▶ [WHAT YOU ARE ASKED TO DO]: Write out the whole listing, matching it exactly.

==============================

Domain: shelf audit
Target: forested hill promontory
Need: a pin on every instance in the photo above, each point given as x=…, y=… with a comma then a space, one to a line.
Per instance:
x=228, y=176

==============================

▶ [RESULT OF THE TASK]:
Domain: shelf audit
Target: forested hill promontory
Need: a pin on every instance in the photo above, each point given as x=…, y=… with a comma then a space, one to a line.
Per instance:
x=228, y=176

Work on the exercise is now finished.